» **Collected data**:
»»

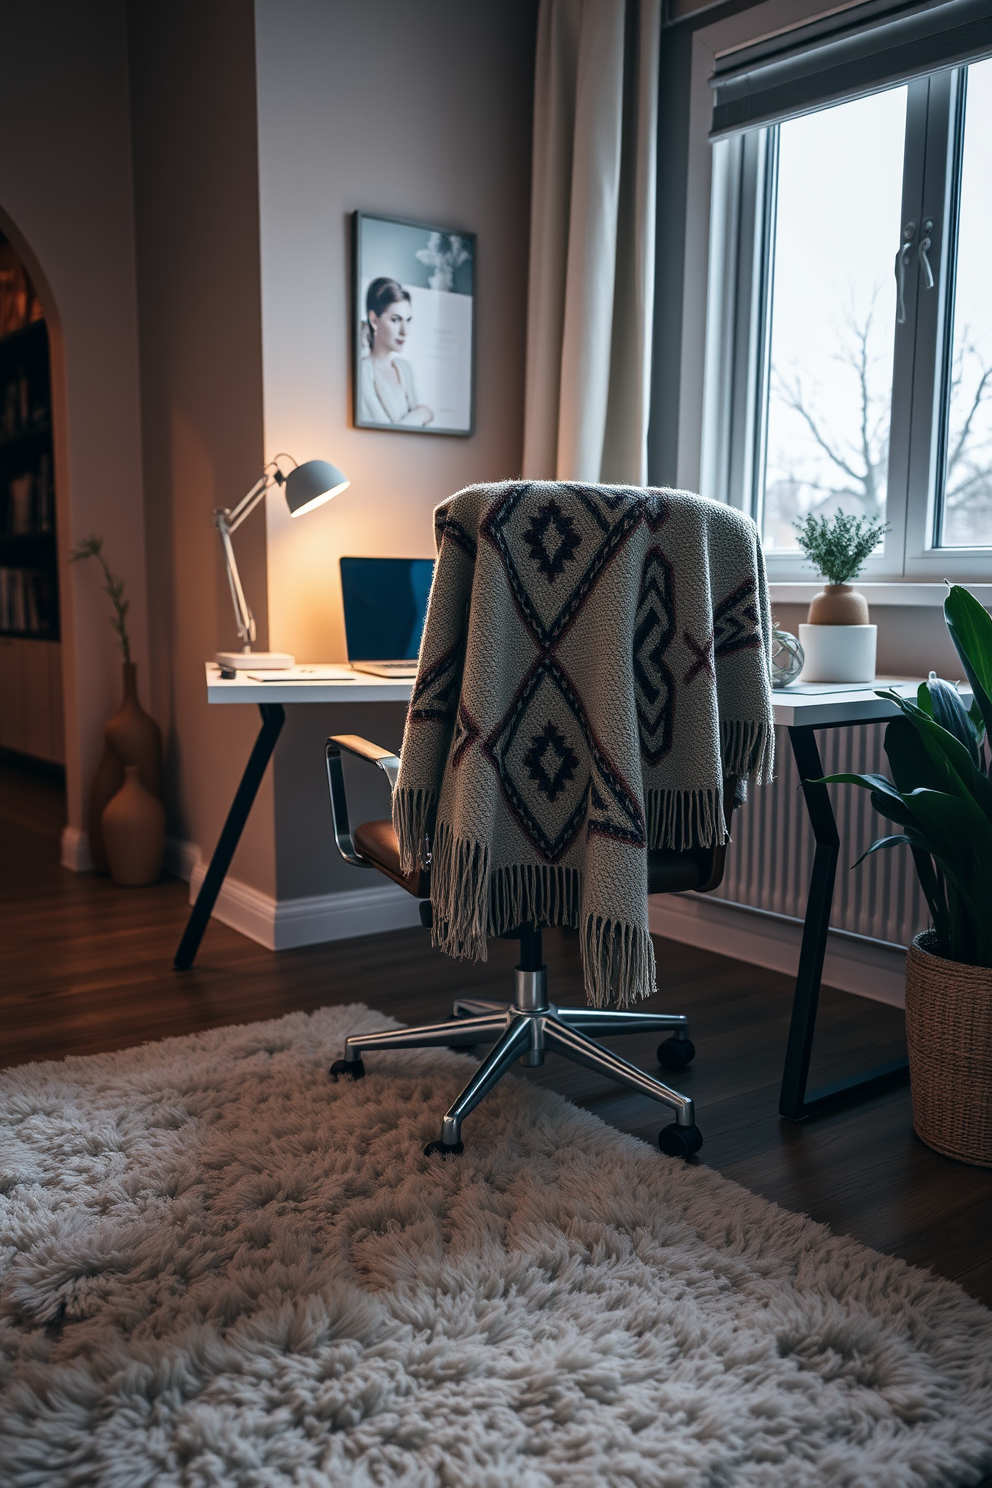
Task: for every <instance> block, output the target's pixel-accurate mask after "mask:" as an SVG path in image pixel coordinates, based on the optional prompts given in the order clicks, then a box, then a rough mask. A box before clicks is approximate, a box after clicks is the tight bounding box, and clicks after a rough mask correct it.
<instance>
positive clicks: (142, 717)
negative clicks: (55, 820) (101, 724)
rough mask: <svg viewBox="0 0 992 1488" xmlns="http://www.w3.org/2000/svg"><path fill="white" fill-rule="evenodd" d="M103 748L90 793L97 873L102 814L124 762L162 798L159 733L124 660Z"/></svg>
mask: <svg viewBox="0 0 992 1488" xmlns="http://www.w3.org/2000/svg"><path fill="white" fill-rule="evenodd" d="M104 741H106V748H104V753H103V759H101V760H100V765H98V766H97V774H95V775H94V783H92V787H91V792H89V856H91V857H92V860H94V868H95V869H97V872H98V873H106V872H109V863H107V853H106V848H104V841H103V814H104V809H106V806H107V802H109V801H110V799H112V798H113V796H116V793H117V792H119V790H120V786H122V784H123V768H125V765H137V766H138V769H140V772H141V784H143V786H144V789H146V790H150V792H152V795H153V796H158V798H159V801H161V799H162V735H161V732H159V726H158V723H156V722H155V719H150V717H149V714H147V713H146V711H144V708H143V707H141V704H140V702H138V668H137V664H135V662H132V661H125V662H123V696H122V699H120V707H119V708H117V711H116V713H115V714H113V717H112V719H110V720H109V722H107V726H106V728H104Z"/></svg>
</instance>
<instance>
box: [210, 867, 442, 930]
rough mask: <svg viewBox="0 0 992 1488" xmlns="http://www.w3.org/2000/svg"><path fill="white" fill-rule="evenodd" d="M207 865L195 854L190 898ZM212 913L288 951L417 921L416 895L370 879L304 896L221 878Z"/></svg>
mask: <svg viewBox="0 0 992 1488" xmlns="http://www.w3.org/2000/svg"><path fill="white" fill-rule="evenodd" d="M205 875H207V866H205V865H204V863H202V862H199V854H198V859H196V863H195V866H193V870H192V875H190V879H189V902H190V905H192V903H193V900H195V899H196V894H198V891H199V885H201V884H202V881H204V878H205ZM214 918H216V920H220V923H222V924H226V926H229V927H231V929H232V930H236V931H238V933H239V934H244V936H248V939H250V940H256V942H257V943H259V945H263V946H266V948H268V949H269V951H289V949H292V948H293V946H300V945H320V943H321V942H324V940H351V939H352V937H354V936H360V934H379V933H381V931H384V930H406V929H409V927H410V926H419V923H421V917H419V909H418V900H416V899H413V897H412V896H410V894H408V893H406V891H405V890H403V888H400V887H399V884H372V885H370V887H369V888H354V890H350V891H347V893H339V894H314V896H312V897H306V899H280V900H277V899H272V896H271V894H265V893H262V890H259V888H253V887H251V885H250V884H242V882H241V881H239V879H236V878H226V879H225V882H223V885H222V890H220V893H219V896H217V903H216V905H214Z"/></svg>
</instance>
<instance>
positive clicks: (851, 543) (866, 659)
mask: <svg viewBox="0 0 992 1488" xmlns="http://www.w3.org/2000/svg"><path fill="white" fill-rule="evenodd" d="M793 525H794V527H796V534H797V537H799V546H800V548H802V549H803V552H805V554H806V558H808V559H809V562H811V564H812V565H814V568H815V570H817V573H819V574H821V576H822V577H824V579H825V580H827V583H825V588H822V589H821V591H819V594H817V595H814V598H812V601H811V606H809V616H808V619H806V625H800V626H799V638H800V643H802V647H803V655H805V658H806V661H805V665H803V676H802V680H803V682H873V680H875V653H876V643H877V629H876V626H875V625H870V623H869V601H867V600H866V598H864V595H863V594H858V591H857V589H852V588H851V582H852V579H857V577H858V574H860V573H861V568H863V565H864V561H866V558H869V557H870V554H873V552H875V549H876V546H877V542H879V539H880V537H882V536H883V534H885V533H886V531H888V522H885V521H883V519H882V518H880V516H877V518H876V516H846V515H845V513H843V512H837V513H836V515H834V516H814V515H812V513H811V512H808V513H806V516H803V518H802V521H797V522H794V524H793Z"/></svg>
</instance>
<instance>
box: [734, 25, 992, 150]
mask: <svg viewBox="0 0 992 1488" xmlns="http://www.w3.org/2000/svg"><path fill="white" fill-rule="evenodd" d="M988 55H992V0H941V3H928V4H912V6H909V4H892V3H891V0H889V3H885V0H873V3H869V4H860V6H855V7H852V9H848V7H845V9H840V10H837V12H834V13H833V15H825V16H822V18H819V19H817V21H812V22H808V24H806V25H802V27H796V28H790V30H788V31H784V33H779V34H778V36H773V37H767V39H764V40H761V42H756V43H754V45H751V46H748V48H744V49H735V51H733V52H727V54H724V55H723V57H718V58H717V67H715V70H714V74H712V77H711V79H709V85H711V88H712V89H714V112H712V129H711V134H709V137H711V138H712V140H718V138H723V137H724V135H727V134H736V132H738V131H741V129H750V128H753V126H754V125H760V124H772V122H775V121H778V119H788V118H793V116H796V115H800V113H809V112H811V110H814V109H821V107H824V106H825V104H830V103H836V101H837V100H840V98H854V97H857V95H858V94H867V92H877V89H879V88H886V86H889V85H894V83H901V82H906V80H907V79H910V77H919V76H924V74H925V73H933V71H937V70H940V68H944V67H956V65H959V64H961V62H968V61H974V60H976V58H980V57H988Z"/></svg>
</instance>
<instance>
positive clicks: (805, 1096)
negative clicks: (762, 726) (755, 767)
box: [778, 728, 907, 1120]
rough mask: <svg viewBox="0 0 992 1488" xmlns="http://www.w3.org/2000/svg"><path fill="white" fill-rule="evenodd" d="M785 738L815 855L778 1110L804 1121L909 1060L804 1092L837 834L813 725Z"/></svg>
mask: <svg viewBox="0 0 992 1488" xmlns="http://www.w3.org/2000/svg"><path fill="white" fill-rule="evenodd" d="M788 737H790V743H791V745H793V754H794V757H796V765H797V768H799V778H800V780H802V781H803V796H805V798H806V811H808V812H809V824H811V826H812V829H814V839H815V842H817V851H815V854H814V872H812V878H811V881H809V897H808V900H806V921H805V924H803V945H802V951H800V954H799V972H797V975H796V995H794V998H793V1021H791V1024H790V1028H788V1046H787V1051H785V1068H784V1071H782V1094H781V1097H779V1103H778V1110H779V1115H781V1116H788V1119H790V1120H803V1117H806V1116H815V1115H817V1113H818V1112H822V1110H830V1109H831V1107H834V1106H839V1104H840V1103H842V1101H846V1100H851V1098H852V1097H860V1098H863V1097H866V1095H873V1094H875V1092H876V1091H879V1089H883V1088H885V1086H888V1085H892V1083H897V1082H901V1080H904V1079H906V1074H907V1064H906V1059H892V1061H891V1062H889V1064H880V1065H877V1067H876V1068H875V1070H867V1071H866V1073H864V1074H852V1076H849V1077H848V1079H845V1080H837V1082H834V1083H833V1085H824V1086H822V1088H819V1089H817V1091H811V1092H809V1095H806V1080H808V1077H809V1058H811V1055H812V1049H814V1033H815V1030H817V1004H818V1001H819V982H821V978H822V969H824V957H825V954H827V930H828V929H830V906H831V903H833V885H834V878H836V873H837V856H839V853H840V838H839V835H837V821H836V818H834V814H833V806H831V805H830V795H828V792H827V787H825V786H819V784H815V781H818V780H819V778H821V775H822V772H824V768H822V762H821V759H819V750H818V748H817V740H815V737H814V731H812V729H811V728H790V731H788Z"/></svg>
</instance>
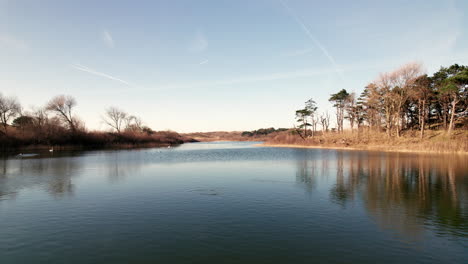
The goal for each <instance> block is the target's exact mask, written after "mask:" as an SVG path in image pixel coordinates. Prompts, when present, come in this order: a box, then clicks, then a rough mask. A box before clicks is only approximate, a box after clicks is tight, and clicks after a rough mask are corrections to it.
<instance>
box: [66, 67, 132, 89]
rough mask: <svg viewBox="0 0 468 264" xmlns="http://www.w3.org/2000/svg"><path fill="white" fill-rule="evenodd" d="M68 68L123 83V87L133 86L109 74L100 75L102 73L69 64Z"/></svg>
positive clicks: (104, 73)
mask: <svg viewBox="0 0 468 264" xmlns="http://www.w3.org/2000/svg"><path fill="white" fill-rule="evenodd" d="M70 66H71V67H72V68H74V69H77V70H79V71H84V72H87V73H91V74H94V75H97V76H101V77H104V78H107V79H110V80H113V81H117V82H121V83H123V84H125V85H128V86H134V85H133V84H131V83H129V82H127V81H124V80H122V79H119V78H116V77H114V76H111V75H109V74H105V73H102V72H98V71H95V70H93V69H91V68H88V67H86V66H83V65H80V64H71V65H70Z"/></svg>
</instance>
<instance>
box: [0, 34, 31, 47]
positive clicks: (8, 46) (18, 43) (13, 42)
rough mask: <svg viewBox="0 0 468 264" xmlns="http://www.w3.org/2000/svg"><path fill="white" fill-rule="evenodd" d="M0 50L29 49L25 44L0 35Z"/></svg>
mask: <svg viewBox="0 0 468 264" xmlns="http://www.w3.org/2000/svg"><path fill="white" fill-rule="evenodd" d="M0 48H6V49H9V50H11V49H13V50H19V51H26V50H28V49H29V47H28V45H27V44H26V42H24V41H23V40H20V39H17V38H15V37H14V36H12V35H9V34H0Z"/></svg>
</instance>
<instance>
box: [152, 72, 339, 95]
mask: <svg viewBox="0 0 468 264" xmlns="http://www.w3.org/2000/svg"><path fill="white" fill-rule="evenodd" d="M331 72H334V69H314V68H310V69H302V70H297V71H290V72H277V73H270V74H264V75H251V76H244V77H239V78H233V79H227V80H215V81H206V82H191V83H189V84H178V85H177V84H176V85H166V86H164V85H163V86H161V88H160V89H164V90H173V89H177V90H178V89H194V88H207V87H219V86H223V85H233V84H242V83H251V82H263V81H275V80H283V79H294V78H301V77H310V76H316V75H322V74H329V73H331ZM160 89H156V90H160Z"/></svg>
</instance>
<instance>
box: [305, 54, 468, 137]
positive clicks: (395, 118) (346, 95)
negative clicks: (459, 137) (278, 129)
mask: <svg viewBox="0 0 468 264" xmlns="http://www.w3.org/2000/svg"><path fill="white" fill-rule="evenodd" d="M329 101H330V102H332V103H333V106H334V107H335V108H336V127H335V128H332V129H331V130H332V131H336V132H343V127H344V120H345V119H346V120H348V122H349V126H350V129H351V131H354V130H355V129H357V131H358V132H359V131H360V130H362V128H363V127H366V128H368V129H370V130H372V131H384V132H385V133H386V134H387V136H388V137H400V136H401V133H402V131H405V130H418V131H419V136H420V138H423V137H424V131H425V130H426V129H444V130H446V131H447V134H448V135H450V134H451V133H452V131H453V130H454V129H455V128H456V127H463V128H466V126H467V120H468V66H461V65H458V64H454V65H452V66H450V67H441V68H440V70H439V71H437V72H435V73H434V74H433V75H432V76H428V75H427V74H424V73H423V69H422V66H421V65H420V64H418V63H409V64H406V65H403V66H401V67H400V68H398V69H396V70H394V71H391V72H386V73H381V74H380V75H379V76H378V77H377V79H376V80H375V81H373V82H371V83H369V84H368V85H367V86H366V87H365V88H364V91H363V92H362V93H361V94H360V95H359V96H356V94H355V93H349V92H348V91H346V89H342V90H341V91H339V92H337V93H335V94H332V95H331V96H330V98H329ZM317 109H318V108H317V106H316V103H315V102H314V101H313V100H312V99H310V100H308V101H307V102H306V103H305V107H304V108H302V109H299V110H297V111H296V121H297V122H298V123H299V125H298V128H296V131H297V132H298V133H299V135H301V136H302V137H309V136H313V135H314V132H315V131H317V125H320V126H321V128H322V131H323V132H327V131H329V127H330V116H329V114H328V113H322V114H321V115H319V114H318V112H317Z"/></svg>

««

Beginning with the first line of the records and ending with the line that contains "negative clicks: (55, 820) (101, 724)", reproduce every line exactly, omitting pictures and adding nothing.

Task: for every <instance> block, output the target's pixel-accurate mask after "mask:" as an SVG path in image pixel coordinates, based on the optional prompts given in the order clicks, then a box, then a rough mask. A box before clicks is approximate, a box after clicks is the tight bounding box, and clicks after a rough mask correct it.
<instance>
positive clicks: (142, 717)
negative clicks: (55, 820) (101, 724)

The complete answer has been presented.